BEGIN Source material

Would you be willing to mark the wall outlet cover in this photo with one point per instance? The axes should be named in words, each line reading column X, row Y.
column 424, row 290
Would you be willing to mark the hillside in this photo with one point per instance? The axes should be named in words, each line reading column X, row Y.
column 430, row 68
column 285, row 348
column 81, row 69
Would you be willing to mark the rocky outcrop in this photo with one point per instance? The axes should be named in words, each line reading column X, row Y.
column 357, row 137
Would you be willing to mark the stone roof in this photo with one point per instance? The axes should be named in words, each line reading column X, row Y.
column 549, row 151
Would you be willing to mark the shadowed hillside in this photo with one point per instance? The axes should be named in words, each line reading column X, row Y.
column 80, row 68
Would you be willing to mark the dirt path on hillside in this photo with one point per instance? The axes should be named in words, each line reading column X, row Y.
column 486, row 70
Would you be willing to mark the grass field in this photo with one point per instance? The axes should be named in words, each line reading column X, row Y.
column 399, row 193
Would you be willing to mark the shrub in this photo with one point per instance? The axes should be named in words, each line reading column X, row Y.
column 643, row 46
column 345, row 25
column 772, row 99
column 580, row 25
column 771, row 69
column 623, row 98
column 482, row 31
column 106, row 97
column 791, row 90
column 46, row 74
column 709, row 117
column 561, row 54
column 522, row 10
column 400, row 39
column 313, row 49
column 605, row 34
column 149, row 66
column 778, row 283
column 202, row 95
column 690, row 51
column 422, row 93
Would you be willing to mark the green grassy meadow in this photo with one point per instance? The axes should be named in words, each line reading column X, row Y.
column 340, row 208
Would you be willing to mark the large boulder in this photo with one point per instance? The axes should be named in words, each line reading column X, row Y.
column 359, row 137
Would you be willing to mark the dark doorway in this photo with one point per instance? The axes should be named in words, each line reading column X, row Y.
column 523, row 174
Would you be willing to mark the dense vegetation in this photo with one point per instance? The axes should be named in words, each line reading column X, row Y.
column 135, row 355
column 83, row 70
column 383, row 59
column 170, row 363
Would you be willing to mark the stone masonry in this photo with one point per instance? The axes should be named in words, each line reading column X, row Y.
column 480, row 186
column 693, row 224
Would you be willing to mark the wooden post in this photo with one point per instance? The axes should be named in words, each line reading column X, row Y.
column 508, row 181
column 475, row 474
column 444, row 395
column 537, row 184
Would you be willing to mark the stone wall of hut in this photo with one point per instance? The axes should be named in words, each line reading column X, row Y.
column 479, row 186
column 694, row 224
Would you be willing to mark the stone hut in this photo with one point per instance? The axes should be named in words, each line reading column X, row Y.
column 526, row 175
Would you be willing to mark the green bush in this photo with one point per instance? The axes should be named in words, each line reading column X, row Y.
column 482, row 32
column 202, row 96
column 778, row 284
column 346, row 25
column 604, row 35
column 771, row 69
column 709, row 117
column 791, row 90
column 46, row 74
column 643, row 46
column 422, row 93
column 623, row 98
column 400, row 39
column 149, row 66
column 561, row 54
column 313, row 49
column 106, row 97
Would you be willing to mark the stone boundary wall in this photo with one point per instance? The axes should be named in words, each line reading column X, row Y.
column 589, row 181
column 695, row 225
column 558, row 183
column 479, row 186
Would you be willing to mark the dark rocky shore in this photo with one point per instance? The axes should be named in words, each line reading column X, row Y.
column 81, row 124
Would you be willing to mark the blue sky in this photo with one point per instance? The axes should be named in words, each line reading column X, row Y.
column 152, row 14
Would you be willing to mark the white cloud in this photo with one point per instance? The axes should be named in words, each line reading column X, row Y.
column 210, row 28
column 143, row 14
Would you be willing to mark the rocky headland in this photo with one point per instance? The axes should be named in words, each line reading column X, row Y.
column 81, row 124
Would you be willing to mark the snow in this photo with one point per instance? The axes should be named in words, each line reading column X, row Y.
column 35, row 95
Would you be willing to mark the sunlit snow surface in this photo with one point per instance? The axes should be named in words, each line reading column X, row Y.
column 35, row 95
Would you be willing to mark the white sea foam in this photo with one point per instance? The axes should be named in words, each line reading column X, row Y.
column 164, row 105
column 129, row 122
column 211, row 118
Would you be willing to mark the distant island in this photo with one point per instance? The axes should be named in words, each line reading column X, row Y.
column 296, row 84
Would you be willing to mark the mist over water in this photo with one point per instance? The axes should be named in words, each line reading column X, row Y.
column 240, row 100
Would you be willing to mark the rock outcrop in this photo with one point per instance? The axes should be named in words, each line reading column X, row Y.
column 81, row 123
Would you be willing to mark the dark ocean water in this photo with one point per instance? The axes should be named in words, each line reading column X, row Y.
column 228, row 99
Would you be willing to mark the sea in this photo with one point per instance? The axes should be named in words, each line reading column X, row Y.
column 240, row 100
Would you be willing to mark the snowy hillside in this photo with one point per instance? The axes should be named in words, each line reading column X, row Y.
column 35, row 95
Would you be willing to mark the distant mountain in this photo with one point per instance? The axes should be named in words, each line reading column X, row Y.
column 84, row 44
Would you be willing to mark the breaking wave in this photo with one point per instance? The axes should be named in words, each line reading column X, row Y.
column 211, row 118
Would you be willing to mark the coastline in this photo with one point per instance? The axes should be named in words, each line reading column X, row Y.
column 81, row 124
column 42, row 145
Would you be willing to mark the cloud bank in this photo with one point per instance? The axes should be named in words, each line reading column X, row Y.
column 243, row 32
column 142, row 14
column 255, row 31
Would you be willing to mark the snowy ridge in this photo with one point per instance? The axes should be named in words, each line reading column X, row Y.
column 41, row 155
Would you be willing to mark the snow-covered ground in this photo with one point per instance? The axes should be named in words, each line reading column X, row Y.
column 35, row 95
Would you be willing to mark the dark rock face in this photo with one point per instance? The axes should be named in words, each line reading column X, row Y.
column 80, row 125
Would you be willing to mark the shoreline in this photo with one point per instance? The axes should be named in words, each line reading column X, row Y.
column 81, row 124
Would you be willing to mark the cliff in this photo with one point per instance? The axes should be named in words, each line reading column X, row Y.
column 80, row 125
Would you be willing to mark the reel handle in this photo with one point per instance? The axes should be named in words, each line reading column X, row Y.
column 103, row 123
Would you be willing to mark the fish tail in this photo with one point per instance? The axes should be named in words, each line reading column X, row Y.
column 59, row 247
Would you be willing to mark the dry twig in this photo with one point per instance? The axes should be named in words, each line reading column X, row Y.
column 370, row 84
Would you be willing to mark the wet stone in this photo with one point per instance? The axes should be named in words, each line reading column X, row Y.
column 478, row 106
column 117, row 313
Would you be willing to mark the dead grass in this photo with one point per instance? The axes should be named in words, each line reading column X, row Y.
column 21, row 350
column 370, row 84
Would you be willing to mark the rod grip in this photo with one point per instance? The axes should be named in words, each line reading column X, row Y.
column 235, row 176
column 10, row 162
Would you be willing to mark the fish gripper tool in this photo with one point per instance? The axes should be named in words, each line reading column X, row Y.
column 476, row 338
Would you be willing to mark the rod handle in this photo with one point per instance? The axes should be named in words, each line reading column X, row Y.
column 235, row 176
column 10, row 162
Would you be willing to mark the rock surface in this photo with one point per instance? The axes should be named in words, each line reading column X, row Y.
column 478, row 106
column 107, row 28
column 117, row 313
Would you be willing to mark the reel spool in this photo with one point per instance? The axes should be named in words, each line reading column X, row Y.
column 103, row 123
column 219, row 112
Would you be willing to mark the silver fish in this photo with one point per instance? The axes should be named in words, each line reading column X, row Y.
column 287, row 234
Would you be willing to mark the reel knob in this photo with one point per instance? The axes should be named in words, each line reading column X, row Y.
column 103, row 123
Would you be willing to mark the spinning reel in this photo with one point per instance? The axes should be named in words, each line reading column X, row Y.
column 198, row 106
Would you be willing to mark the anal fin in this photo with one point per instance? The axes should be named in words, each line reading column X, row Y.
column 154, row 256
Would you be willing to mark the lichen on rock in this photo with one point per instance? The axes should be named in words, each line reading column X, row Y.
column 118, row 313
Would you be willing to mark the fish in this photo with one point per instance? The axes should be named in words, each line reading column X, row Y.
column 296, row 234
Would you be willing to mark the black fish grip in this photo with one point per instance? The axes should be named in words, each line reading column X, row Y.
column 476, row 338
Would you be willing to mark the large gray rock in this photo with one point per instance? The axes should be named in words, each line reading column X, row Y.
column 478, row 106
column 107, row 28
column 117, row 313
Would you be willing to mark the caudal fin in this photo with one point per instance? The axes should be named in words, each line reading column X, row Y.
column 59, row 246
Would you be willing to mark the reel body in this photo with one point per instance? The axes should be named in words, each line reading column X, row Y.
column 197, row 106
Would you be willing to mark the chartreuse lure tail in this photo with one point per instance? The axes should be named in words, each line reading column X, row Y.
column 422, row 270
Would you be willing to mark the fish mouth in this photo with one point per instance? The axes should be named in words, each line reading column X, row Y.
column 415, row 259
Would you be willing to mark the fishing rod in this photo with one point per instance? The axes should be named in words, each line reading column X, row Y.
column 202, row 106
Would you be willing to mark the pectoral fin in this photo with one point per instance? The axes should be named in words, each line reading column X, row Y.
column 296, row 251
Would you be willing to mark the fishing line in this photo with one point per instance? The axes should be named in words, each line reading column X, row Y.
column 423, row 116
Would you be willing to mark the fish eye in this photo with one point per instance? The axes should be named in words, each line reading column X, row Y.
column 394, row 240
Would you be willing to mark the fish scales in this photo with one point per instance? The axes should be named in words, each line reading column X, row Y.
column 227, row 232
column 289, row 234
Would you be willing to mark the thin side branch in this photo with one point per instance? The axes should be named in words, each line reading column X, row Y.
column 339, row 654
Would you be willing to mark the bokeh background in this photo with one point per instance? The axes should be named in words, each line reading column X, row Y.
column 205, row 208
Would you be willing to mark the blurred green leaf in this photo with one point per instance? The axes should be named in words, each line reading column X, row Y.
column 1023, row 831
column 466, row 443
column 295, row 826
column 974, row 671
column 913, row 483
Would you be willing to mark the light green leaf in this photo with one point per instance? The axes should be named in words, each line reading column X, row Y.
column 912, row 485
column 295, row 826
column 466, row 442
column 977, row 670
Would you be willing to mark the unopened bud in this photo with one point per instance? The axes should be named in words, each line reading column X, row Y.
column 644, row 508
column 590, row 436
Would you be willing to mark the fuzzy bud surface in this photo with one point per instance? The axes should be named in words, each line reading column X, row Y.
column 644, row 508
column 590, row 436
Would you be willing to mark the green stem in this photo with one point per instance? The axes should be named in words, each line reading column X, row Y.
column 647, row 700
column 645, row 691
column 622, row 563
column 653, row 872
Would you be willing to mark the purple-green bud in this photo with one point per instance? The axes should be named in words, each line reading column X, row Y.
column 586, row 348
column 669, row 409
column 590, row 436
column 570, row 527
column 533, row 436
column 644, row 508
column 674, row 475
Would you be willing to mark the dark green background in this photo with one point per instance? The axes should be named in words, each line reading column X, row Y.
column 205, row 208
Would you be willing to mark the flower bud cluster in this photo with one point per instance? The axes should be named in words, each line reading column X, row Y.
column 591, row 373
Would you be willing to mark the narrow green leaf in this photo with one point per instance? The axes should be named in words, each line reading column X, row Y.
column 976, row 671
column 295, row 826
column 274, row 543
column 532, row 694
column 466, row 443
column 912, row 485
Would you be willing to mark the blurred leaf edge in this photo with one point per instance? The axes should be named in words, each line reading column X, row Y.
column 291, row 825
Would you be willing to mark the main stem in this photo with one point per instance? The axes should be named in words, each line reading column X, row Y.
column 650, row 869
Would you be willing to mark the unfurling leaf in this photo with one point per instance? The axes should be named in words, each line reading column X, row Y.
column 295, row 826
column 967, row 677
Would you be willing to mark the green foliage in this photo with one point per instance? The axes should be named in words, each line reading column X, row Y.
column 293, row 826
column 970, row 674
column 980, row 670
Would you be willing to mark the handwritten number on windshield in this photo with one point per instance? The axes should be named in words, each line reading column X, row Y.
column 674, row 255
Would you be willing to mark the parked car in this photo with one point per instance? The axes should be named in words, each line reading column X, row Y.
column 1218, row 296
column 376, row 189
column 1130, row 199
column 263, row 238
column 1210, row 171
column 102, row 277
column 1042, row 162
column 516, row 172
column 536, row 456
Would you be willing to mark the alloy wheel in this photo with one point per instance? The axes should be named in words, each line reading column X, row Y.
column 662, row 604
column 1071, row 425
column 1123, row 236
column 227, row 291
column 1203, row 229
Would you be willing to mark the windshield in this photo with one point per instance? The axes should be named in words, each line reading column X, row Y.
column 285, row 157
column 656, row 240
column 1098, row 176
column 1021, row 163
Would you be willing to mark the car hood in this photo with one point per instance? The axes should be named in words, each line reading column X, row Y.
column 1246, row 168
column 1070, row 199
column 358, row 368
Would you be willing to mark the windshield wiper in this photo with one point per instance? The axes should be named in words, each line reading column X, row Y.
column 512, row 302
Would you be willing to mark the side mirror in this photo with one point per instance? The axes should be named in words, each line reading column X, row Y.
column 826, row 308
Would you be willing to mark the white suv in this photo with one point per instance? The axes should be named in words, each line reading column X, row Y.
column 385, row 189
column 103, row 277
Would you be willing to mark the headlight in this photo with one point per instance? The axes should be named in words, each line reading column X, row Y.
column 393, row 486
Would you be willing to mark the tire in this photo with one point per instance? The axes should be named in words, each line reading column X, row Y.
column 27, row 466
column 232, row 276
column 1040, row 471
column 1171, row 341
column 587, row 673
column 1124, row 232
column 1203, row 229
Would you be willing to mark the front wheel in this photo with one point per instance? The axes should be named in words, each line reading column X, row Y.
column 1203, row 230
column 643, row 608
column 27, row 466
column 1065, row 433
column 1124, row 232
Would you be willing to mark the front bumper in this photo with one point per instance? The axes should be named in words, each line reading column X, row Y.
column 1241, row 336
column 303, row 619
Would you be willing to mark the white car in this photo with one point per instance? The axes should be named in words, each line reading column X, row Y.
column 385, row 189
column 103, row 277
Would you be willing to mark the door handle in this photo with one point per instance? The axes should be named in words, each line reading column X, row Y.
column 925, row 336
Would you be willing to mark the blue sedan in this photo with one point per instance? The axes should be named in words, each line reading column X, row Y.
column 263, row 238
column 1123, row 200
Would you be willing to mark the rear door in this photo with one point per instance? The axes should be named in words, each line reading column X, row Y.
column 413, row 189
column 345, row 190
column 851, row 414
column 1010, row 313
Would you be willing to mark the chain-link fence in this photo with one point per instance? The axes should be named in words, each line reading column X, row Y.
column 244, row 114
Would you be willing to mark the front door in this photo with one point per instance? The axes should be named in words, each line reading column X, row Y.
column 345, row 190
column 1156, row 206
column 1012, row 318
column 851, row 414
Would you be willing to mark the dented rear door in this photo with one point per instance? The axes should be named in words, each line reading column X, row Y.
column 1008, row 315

END Source material

Only the lines from the one containing "Would you be willing to mark the dented" through the end of the listing belong in the response, each reproduced exactly.

Would you be willing to mark the dented rear door in this photo with one point per instance? The axes should be named in words, each line reading column X, row Y.
column 1008, row 315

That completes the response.